> [PROBLEM TO WORK ON] Output the data in full. Keep every entry exactly as written.

> [RECORDS SUPPLIED]
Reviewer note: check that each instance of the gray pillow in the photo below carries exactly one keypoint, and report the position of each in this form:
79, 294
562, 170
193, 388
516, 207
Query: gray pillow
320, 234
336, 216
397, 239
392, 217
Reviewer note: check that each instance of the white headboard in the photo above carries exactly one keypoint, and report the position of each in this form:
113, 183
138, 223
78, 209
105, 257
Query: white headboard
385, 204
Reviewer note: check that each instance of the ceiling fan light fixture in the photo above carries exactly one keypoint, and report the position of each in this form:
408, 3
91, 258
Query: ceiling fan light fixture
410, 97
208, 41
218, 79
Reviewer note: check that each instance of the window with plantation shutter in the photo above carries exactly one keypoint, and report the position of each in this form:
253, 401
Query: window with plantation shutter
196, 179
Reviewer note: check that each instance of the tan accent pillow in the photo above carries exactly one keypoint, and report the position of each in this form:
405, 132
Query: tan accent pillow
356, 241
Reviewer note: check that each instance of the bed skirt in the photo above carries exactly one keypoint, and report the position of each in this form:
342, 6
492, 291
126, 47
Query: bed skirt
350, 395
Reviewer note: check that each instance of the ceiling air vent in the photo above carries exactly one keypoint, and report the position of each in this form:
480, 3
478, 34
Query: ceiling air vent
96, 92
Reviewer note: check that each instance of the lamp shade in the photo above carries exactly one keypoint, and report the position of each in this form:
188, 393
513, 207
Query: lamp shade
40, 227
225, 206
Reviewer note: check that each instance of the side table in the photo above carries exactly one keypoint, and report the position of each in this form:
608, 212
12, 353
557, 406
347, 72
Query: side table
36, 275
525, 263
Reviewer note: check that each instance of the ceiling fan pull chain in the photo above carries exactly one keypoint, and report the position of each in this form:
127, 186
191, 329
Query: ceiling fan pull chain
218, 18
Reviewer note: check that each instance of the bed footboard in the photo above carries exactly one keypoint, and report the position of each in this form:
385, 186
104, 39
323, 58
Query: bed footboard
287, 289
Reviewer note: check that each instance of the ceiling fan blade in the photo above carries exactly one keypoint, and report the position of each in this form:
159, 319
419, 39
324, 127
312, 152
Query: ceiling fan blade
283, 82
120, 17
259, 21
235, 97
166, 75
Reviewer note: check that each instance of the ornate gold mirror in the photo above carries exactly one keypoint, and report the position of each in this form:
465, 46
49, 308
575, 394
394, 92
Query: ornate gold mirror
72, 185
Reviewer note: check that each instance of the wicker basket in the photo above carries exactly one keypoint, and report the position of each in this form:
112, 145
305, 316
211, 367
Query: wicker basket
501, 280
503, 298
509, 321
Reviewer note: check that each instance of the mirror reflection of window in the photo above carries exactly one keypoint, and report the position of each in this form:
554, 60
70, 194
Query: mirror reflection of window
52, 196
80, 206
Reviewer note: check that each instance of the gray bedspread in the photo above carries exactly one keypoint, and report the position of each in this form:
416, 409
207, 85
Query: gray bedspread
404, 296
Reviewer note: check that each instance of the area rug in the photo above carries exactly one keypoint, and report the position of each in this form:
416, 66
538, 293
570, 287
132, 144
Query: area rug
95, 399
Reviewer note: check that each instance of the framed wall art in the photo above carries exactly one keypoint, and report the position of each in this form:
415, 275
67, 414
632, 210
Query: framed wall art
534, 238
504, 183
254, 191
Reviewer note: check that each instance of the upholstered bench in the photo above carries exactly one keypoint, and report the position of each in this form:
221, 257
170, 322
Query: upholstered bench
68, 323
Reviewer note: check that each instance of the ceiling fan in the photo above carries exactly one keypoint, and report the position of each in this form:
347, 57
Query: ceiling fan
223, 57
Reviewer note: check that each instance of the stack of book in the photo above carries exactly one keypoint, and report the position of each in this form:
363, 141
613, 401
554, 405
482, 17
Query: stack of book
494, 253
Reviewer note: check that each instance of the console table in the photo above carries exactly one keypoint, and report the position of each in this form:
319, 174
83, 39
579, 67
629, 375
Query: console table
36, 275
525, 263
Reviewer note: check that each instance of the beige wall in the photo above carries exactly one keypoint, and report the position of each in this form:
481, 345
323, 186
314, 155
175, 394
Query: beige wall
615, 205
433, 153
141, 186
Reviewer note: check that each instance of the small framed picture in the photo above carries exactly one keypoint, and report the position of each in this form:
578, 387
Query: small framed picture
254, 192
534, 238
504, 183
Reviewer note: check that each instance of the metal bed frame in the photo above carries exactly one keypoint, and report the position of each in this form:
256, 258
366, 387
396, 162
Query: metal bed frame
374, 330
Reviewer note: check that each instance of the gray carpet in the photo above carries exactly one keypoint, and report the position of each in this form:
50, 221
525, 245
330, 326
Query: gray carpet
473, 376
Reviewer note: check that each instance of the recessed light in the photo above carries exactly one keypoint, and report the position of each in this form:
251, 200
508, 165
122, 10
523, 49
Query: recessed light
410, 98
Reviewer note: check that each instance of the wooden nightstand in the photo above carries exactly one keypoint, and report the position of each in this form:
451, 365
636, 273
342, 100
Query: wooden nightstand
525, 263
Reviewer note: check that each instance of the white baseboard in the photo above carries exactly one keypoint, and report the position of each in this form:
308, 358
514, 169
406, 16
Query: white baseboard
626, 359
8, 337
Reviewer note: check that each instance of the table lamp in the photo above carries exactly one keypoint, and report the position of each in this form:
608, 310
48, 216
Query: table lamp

> [OUTPUT OF THE EXERCISE]
Reviewer note: check that each instance of the gray pillow in the photo below carries exactly one keypoint, and report the position of each in this form:
79, 294
562, 170
193, 388
516, 207
Query: gray pillow
320, 234
336, 216
397, 239
392, 217
Reviewer note: check that each instance of the white headboard in the photo above carries exactly one keypoint, and report the position of each in this form:
113, 183
138, 223
78, 209
105, 257
Query: white headboard
385, 204
Reviewer note: check that each instance of the ceiling fan light fixture in the photo above carries exactly one keypoint, and report the position of each in this form:
408, 3
91, 258
Query: ceiling fan light fixture
410, 97
208, 41
218, 79
Reviewer note: check that each instance of the window with plantation shutter in the photo above carries exactly one keypoint, and report the position of each in this form:
253, 401
Query: window with plantation shutter
196, 179
Reviewer note: check that each instance of the tan accent pillow in the photo above carries exactly one keypoint, and report the position of each in this form:
405, 132
Query: tan accent pillow
356, 241
Reviewer note: check that each instance of the bed skirt in the photo above carries exactly one keypoint, and report the position of each in this form:
342, 6
492, 291
126, 47
Query: bed skirt
350, 395
Reviewer note: check that each instance of the ceiling air vent in the photo above carries exactly one keypoint, and report the position of each in this form:
480, 3
478, 34
Query: ceiling air vent
96, 92
Reviewer note: check that each instance of the lamp shade in the photo above carries exactly one keypoint, and report the position of each in this form:
188, 393
513, 207
Query: lamp shade
40, 227
225, 206
Reviewer note: check that each instance of the side table in the photo above carries exactly one keypoint, and report the position of each in this form:
608, 212
12, 353
557, 406
347, 72
Query: side table
36, 275
525, 263
Reviewer note: check that each instance of the ceiling fan pull chain in the photo above carries exactly one keypoint, and report the position of each in this form:
127, 186
191, 329
Query: ceiling fan pull chain
218, 18
Reviewer note: check that each instance of the bed footboard in the photo above carries exactly one keypoint, and report the position of each in this form:
385, 186
104, 39
323, 58
Query: bed footboard
287, 289
Reviewer note: check that each instance of the ceiling fan blade in the photo above carries exactly one keypoint, and report the position of each in this form:
159, 319
419, 39
324, 127
312, 152
Query: ceiling fan blade
283, 82
120, 17
259, 21
235, 97
166, 75
Reviewer note: check that each instance of the ornate gold mirror in the photo above carries exactly one keypoint, and report the position of each in this form:
465, 46
49, 308
575, 394
394, 92
Query: ornate gold mirror
72, 185
Reviewer note: check that each instance of the wicker basket in the photo above carries exactly one keypoint, and report the position of each in this form:
112, 145
305, 316
211, 367
Query: wicker basket
501, 280
503, 298
509, 321
Reviewer note: check that each instance of the mirror reflection of window in the photo above carries exactly one keypoint, and report the position of each in this form:
554, 60
70, 194
Query: mirror reflection of window
52, 196
80, 206
Reviewer note: check that each instance of the gray bedspread in the photo above carries exactly one keypoint, and report the position of each in this form:
416, 409
207, 85
Query: gray bedspread
404, 296
Reviewer note: check that each instance of the area rug in the photo above carries exactly one keypoint, and report the position of each in this form:
416, 66
538, 293
570, 287
132, 144
Query: area rug
95, 399
Reviewer note: check that each instance of the framed wall art in the photo above carries exactly one keypoint, and report the position of each in this form:
415, 275
67, 414
632, 210
Query: framed wall art
534, 238
504, 183
254, 191
Reviewer note: check that each instance of the upholstered bench in the photo above carries exactly one keypoint, and report the position of each in this form:
221, 257
170, 322
Query: upholstered bench
68, 323
Reviewer note: check that each instance of the ceiling fan in the photo above carries exactly one keypoint, and report the position of each in this form:
347, 57
Query: ceiling fan
223, 57
Reviewer note: check that each instance of the stack of book in the photo above carries exactly one keypoint, and report the position of each in this form:
363, 141
613, 401
554, 405
482, 17
Query: stack of book
494, 253
Reviewer note: check that each instance of the console table in the photo above carries exactly one keypoint, and report the position of each in this form:
319, 174
83, 39
579, 67
629, 375
Query: console table
36, 275
525, 263
Reviewer note: check that each instance of the beige wall in the photo above carries exactly one keypoint, and report the position of each in this form:
481, 345
323, 186
314, 155
175, 394
Query: beige wall
615, 205
433, 153
141, 186
Reviewer note: check that each instance of the small framed picture in the photo above carries exactly one keypoint, and report the position of each in this form:
578, 387
Query: small framed picture
254, 192
534, 238
504, 183
Reviewer note: check that each instance of the metal bed frame in the photo above carries exactly one keypoint, and report the position of each in this form:
256, 258
366, 387
396, 162
Query: metal bed frame
374, 330
Reviewer note: check that each instance of the gray carpet in the photo above carries exactly one keypoint, and report the position of each in this form:
50, 221
525, 245
330, 326
Query: gray carpet
473, 376
Reviewer note: check that each instance of the recessed light in the photo above carries exactly one keypoint, and report the position of each in this form:
251, 200
508, 165
122, 10
523, 49
Query: recessed light
410, 98
Reviewer note: check that each instance of the wooden nightstand in the photo above carries exactly one keypoint, and report the position of each in this form:
451, 365
636, 273
342, 100
Query: wooden nightstand
525, 263
Reviewer note: check that each instance of the white baseboard in the photo above carries exactly one keypoint, and report the position of each in this form:
308, 358
514, 169
406, 16
Query: white baseboard
626, 359
8, 337
Reviewer note: check that each instance of the table lamp in the photo above carries exactly one keypoint, and report the position of each in this form:
608, 310
48, 216
Query: table lamp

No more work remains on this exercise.